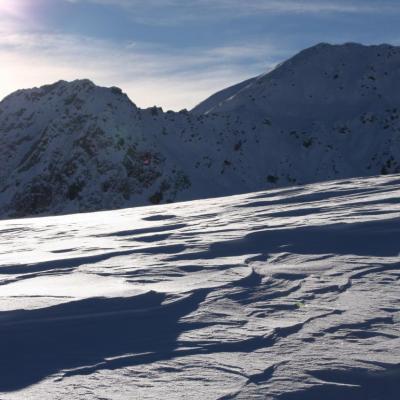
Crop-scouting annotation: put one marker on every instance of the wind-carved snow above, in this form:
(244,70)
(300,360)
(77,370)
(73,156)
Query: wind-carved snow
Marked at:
(286,294)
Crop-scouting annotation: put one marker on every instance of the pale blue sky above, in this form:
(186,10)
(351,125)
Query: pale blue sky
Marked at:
(174,53)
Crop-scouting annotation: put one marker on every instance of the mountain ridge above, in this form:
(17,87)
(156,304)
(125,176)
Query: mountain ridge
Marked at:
(329,112)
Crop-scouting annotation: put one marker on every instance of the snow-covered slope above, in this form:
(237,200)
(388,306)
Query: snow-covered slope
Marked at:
(287,294)
(329,112)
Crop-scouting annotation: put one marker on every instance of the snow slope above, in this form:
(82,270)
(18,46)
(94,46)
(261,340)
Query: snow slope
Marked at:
(330,112)
(291,293)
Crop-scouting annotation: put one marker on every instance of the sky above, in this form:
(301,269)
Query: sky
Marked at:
(174,53)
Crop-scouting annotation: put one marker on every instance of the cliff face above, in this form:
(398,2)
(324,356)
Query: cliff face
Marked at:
(330,112)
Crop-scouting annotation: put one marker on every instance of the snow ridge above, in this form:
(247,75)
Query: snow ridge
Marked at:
(290,293)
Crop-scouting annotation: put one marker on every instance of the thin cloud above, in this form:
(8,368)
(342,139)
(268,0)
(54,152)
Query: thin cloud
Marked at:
(254,6)
(148,73)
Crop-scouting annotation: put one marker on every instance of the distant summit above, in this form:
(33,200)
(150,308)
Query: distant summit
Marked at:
(330,112)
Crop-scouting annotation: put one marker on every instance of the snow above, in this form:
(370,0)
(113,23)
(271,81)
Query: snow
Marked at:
(330,112)
(291,293)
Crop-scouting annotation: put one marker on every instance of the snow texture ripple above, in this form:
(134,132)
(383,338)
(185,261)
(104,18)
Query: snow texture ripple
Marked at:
(286,294)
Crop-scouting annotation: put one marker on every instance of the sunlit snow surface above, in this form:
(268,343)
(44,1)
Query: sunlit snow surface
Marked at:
(287,294)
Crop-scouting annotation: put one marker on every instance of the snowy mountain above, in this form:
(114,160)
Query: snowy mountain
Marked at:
(287,294)
(329,112)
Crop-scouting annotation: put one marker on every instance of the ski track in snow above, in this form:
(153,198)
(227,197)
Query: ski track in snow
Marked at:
(286,294)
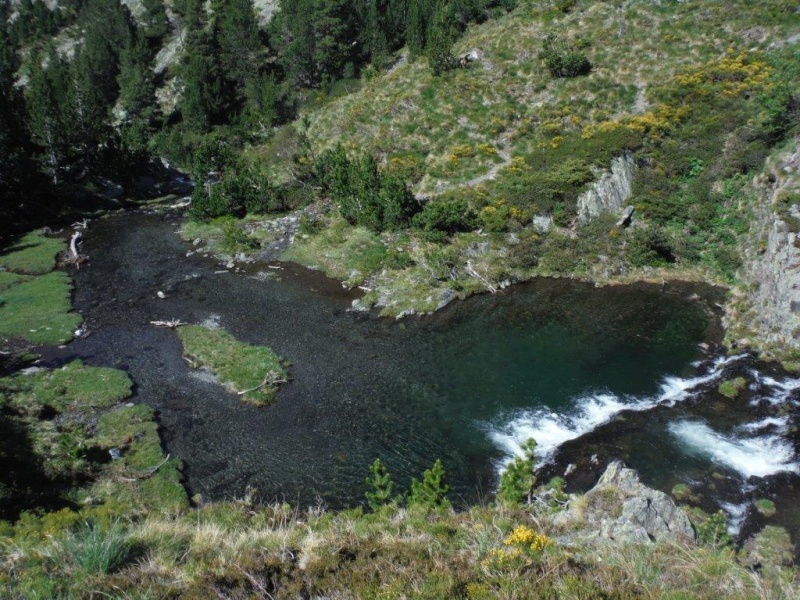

------------------------------------

AIM OF THE TASK: Pick out and copy every line in the items above that contains the word "ridge". Case counts when matching.

THE SOLUTION:
Crop-scouting annotation: put one marker on every instance of the mountain ridge above, in this form:
Query: mountain ridge
Crop-scouting annotation: put one marker on every instance of the snow ridge above, in this form:
Query: snow ridge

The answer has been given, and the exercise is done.